Stored items:
------------------------------------------------------------
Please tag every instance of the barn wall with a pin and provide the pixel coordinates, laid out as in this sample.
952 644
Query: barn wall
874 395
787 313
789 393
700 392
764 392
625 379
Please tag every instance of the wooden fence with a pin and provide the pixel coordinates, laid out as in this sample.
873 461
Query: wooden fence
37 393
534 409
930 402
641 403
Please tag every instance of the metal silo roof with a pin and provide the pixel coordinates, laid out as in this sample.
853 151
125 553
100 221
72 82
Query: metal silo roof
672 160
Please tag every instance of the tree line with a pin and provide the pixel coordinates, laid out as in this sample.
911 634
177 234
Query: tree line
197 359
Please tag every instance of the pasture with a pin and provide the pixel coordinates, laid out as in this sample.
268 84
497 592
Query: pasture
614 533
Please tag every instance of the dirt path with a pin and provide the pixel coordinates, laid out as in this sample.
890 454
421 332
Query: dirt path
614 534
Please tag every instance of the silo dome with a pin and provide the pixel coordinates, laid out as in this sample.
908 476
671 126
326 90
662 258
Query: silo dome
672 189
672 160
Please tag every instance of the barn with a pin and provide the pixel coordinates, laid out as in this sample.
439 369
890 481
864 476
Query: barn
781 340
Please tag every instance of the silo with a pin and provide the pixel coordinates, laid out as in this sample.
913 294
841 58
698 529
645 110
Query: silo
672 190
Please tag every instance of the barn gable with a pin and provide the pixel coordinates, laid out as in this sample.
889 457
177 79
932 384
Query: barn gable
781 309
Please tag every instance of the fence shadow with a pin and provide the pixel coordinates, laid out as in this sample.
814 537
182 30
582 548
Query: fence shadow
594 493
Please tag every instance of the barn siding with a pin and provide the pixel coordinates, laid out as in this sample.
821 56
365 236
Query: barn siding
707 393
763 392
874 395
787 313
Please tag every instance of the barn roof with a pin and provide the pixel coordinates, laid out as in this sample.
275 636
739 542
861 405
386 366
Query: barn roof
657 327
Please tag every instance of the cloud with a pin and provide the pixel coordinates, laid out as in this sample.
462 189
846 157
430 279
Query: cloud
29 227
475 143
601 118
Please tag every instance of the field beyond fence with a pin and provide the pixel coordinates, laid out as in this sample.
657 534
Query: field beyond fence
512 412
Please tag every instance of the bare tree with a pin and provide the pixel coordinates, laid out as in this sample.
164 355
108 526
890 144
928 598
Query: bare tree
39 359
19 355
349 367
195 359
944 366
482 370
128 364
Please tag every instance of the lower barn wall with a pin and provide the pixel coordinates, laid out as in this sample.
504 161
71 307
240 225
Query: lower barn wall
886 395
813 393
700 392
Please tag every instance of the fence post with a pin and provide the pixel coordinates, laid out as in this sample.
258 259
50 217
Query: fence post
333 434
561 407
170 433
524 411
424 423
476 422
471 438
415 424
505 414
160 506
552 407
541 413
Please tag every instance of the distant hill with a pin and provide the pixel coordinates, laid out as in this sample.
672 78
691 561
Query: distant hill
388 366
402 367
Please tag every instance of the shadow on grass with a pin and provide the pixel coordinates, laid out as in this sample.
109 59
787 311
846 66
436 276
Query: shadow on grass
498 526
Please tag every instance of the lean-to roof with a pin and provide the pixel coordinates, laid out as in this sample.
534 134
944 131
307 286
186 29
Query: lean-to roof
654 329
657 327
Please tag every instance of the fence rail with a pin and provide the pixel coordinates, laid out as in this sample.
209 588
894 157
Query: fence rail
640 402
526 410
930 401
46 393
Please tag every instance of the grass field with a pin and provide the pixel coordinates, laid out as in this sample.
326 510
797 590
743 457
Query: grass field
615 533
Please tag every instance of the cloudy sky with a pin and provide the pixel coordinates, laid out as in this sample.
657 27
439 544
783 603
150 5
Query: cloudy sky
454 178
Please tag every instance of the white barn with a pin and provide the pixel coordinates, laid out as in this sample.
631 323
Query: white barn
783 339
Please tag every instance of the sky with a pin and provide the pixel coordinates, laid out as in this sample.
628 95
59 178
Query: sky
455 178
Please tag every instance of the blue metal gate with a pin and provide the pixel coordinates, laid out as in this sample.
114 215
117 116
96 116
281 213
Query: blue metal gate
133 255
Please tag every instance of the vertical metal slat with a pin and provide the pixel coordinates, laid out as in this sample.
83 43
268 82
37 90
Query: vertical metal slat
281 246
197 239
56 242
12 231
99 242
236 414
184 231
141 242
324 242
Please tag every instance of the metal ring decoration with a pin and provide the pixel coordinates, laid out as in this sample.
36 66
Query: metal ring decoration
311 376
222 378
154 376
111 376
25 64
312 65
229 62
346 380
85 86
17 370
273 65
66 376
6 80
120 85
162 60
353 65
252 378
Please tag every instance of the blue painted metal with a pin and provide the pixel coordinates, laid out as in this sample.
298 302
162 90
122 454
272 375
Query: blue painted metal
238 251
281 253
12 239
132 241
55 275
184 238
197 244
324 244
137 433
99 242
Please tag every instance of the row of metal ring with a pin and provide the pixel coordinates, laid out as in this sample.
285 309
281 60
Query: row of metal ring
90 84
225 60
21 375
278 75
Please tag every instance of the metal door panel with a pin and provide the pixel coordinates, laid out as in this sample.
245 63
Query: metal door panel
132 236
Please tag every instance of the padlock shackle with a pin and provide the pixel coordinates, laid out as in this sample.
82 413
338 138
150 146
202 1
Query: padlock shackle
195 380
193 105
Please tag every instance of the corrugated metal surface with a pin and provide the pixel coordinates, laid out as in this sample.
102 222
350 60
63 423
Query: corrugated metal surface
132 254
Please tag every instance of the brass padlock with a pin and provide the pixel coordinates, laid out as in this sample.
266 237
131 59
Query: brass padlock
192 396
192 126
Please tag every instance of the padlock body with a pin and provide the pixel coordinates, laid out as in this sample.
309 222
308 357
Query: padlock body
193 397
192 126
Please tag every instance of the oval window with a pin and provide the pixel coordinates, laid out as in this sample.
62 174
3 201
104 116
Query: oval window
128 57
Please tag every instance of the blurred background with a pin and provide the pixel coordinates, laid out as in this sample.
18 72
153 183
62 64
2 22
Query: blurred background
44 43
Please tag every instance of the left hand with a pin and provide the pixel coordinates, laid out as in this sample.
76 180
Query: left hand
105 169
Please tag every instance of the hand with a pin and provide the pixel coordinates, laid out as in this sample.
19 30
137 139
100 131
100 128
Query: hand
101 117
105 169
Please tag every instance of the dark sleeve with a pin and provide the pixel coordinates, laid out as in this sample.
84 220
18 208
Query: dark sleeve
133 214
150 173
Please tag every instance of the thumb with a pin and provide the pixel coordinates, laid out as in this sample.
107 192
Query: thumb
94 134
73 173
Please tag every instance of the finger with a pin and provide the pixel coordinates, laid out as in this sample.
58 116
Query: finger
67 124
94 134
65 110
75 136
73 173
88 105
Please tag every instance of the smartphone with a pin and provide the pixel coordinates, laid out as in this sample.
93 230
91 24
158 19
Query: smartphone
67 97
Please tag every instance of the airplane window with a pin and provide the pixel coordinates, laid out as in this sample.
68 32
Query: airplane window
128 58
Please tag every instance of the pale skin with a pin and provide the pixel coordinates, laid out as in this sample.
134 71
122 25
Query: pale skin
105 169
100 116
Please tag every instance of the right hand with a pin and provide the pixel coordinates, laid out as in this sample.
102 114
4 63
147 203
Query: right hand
------------------------------------------------------------
Exercise requirements: Duplicate every line of the data above word for word.

Expected output:
Please tag every instance of the barn wall with a pin and provide the pixel coordinates, laid out as in this sample.
952 644
Query: barn wall
874 395
787 313
789 393
700 392
764 392
625 379
Please tag every instance of the wooden fence with a pin and provide the pixel coordinates, laid out as in this sample.
873 461
Query: wooden fence
37 393
534 409
930 402
641 403
Please tag every instance of the metal silo roof with a pin and provide the pixel coordinates, laid out as in this sample.
853 151
125 553
100 221
72 82
Query: metal silo roof
672 160
Please tag every instance of the tree line with a pin and provide the pixel coordinates, laid out as in this sample.
911 634
177 234
Query: tree line
197 359
Please tag every instance of the pasture with a pin and provide the pixel coordinates, laid out as in this sample.
268 84
497 592
Query: pasture
614 533
Please tag every instance of the dirt path with a pin and provide the pixel coordinates, laid out as in this sample.
890 454
421 332
Query: dirt path
614 534
Please tag every instance of the silo dome with a pin and provide the pixel coordinates, laid out as in this sample.
908 476
671 126
326 90
662 258
Query: silo dome
672 189
672 160
Please tag every instance of the barn with a pin and provide the pixel coordinates, laid out as in this sample.
439 369
890 481
864 476
Query: barn
781 340
Please tag every instance of the silo with a pin and provide the pixel coordinates, laid out as in this sample.
913 294
841 58
698 529
645 110
Query: silo
672 190
Please tag every instance of the barn gable with a pin and provide the pixel coordinates, laid out as in this sample.
889 457
177 79
932 384
Query: barn gable
781 309
Please tag every instance of the fence shadow with a pin and provide the pixel coordinates, laid out as in this sample.
814 537
182 30
582 548
Query: fence shadow
594 493
Please tag every instance of the barn siding with a pin and provide the pixel coordinates, laid out as in this sample.
821 56
365 236
Query: barn siding
707 393
763 392
874 395
787 313
Please tag every instance of the barn roof with a pin and provide the pixel coordinates, laid out as in this sample.
275 636
739 542
861 405
386 366
Query: barn roof
657 327
Please tag every instance of the cloud with a pin and provide the pixel coordinates, laid out as in this sample.
462 189
846 157
430 279
Query: cloud
29 227
475 143
601 118
Please tag every instance of the field beyond fence with a pin and provide the pixel coordinates, laid out as in this sample.
657 534
Query: field beyond fence
512 412
Please tag every instance of the bare tree with a pin and provide the pixel coordinates, laid out as in this sample.
164 355
108 526
890 144
928 598
Query: bare tree
39 359
19 355
349 367
195 359
944 366
482 370
128 364
Please tag every instance of the lower barn wall with a pin and provide the pixel coordinates, laid out as in this sample.
504 161
71 307
240 225
Query: lower barn wall
886 395
813 393
700 392
Please tag every instance of the fence post with a pin and provide the pixel coordinates, laid out as in this sample.
258 259
50 217
Query: fence post
333 434
561 407
170 433
524 411
424 423
476 422
471 438
415 424
505 414
160 506
552 407
541 413
Please tag every instance of the distant hill with a pin and provide the pixel coordinates, laid out as in this sample.
672 78
691 561
Query: distant hill
388 366
402 367
Please tag every instance of the shadow on grass with a pin and provide the pixel coordinates, laid out as in this sample.
109 59
787 311
846 66
436 276
Query: shadow on grass
498 526
Please tag every instance of the lean-to roof with a pin and provide the pixel coordinates, laid out as in this sample.
534 134
944 131
307 286
186 29
Query: lean-to roof
654 329
657 327
Please tag every instance of the fence rail with a pin and provide the pixel coordinates, laid out as in this sample.
209 588
894 157
Query: fence rail
640 402
526 410
930 401
46 393
Please tag every instance of the grass field with a pin and provide the pixel coordinates, laid out as in this sample.
326 510
797 590
743 457
Query: grass field
615 533
Please tag every instance of the cloudy sky with a pin and provide the pixel coordinates, laid out as in this sample.
657 27
439 544
783 603
150 5
Query: cloudy sky
454 178
Please tag every instance of the white barn with a pin and provide the pixel coordinates, laid out as in this sample.
631 323
Query: white barn
783 339
Please tag every instance of the sky with a pin and provide the pixel coordinates, laid out as in this sample.
628 95
59 178
Query: sky
455 178
Please tag every instance of the blue metal gate with a pin and provide the pixel coordinates, laid out as in this sample.
114 215
117 116
96 116
281 213
Query: blue metal gate
133 255
Please tag every instance of the vertical metal slat with a pin and provide the pixel coordinates, laid out as in this sample.
83 43
268 82
37 90
Query: vertical metal slat
281 246
197 239
56 242
12 231
99 242
236 414
184 231
141 242
324 242
Please tag every instance of the metal ring decoration with a pin and provide the pixel coordinates, laid out as in this sample.
36 66
Query: metal ring decoration
311 376
222 378
154 376
111 376
25 64
312 65
229 62
346 380
85 86
17 370
273 65
66 376
6 80
120 85
162 60
353 65
252 378
Please tag every instance of the blue painted metal with a pin and provide the pixel coordinates, laid out as in this sample.
298 302
162 90
122 454
272 375
Query: blue painted metal
238 251
281 253
12 239
132 241
55 275
184 238
197 244
324 244
137 433
99 242
Please tag every instance of the row of metal ring with a pin and provide the pixel coordinates, laid out as in this sample.
285 309
281 60
Query: row of metal ring
90 84
225 60
21 375
278 75
Please tag every instance of the metal door panel with a pin and provide the pixel coordinates, laid out as in this sample.
245 63
Query: metal door panel
132 236
Please tag every instance of the padlock shackle with a pin and provide the pixel coordinates, laid out as in this sample.
82 413
338 138
150 146
202 1
Query: padlock shackle
195 380
193 105
Please tag every instance of the corrugated metal surface with a pin and provide the pixel coordinates, laid out as in this sample.
102 222
350 60
63 423
Query: corrugated metal surface
132 254
Please tag every instance of the brass padlock with a pin and provide the pixel coordinates, laid out as in this sample.
266 237
131 59
Query: brass padlock
192 396
192 126
Please tag every instance of the padlock body with a pin and provide the pixel coordinates, laid out as in this sample.
309 222
308 357
Query: padlock body
193 397
192 126
Please tag every instance of the oval window with a pin and provide the pixel coordinates, laid out as in this sample.
62 174
3 201
104 116
Query: oval window
128 57
Please tag every instance of the blurred background with a pin and provide the pixel coordinates, laid out as in this sample.
18 72
153 183
62 64
2 22
Query: blurred background
44 43
Please tag every instance of the left hand with a pin and provide the pixel coordinates, laid out as in this sample.
76 180
Query: left hand
105 169
Please tag every instance of the hand with a pin and provide the pixel coordinates, laid out as in this sample.
19 30
137 139
100 131
100 128
Query: hand
101 117
105 169
Please tag every instance of the dark sleeve with a pin and provide the pixel coordinates, laid out as in this sample.
84 220
18 208
Query: dark sleeve
133 214
150 173
Please tag every instance of the thumb with a pin and provide the pixel coordinates, laid out as in this sample.
107 192
Query: thumb
94 134
73 173
Please tag every instance of the finger with a pin and provide the pixel coordinates, laid out as in this sample.
58 116
Query: finger
67 124
94 134
65 110
75 136
73 173
88 105
Please tag every instance of the smartphone with a pin and provide the pixel coordinates, laid out as in this sample.
93 230
91 24
158 19
Query: smartphone
67 97
Please tag every instance of the airplane window with a pin and provide the pixel coordinates, laid out as in this sample.
68 32
Query: airplane window
128 58
Please tag every instance of the pale skin with a pin and provide the pixel coordinates, laid out as in this sample.
134 71
122 25
Query: pale skin
105 169
100 116
Please tag every instance of the right hand with a pin and provide the pixel coordinates, laid out as in this sample.
102 114
4 63
147 203
Query: right hand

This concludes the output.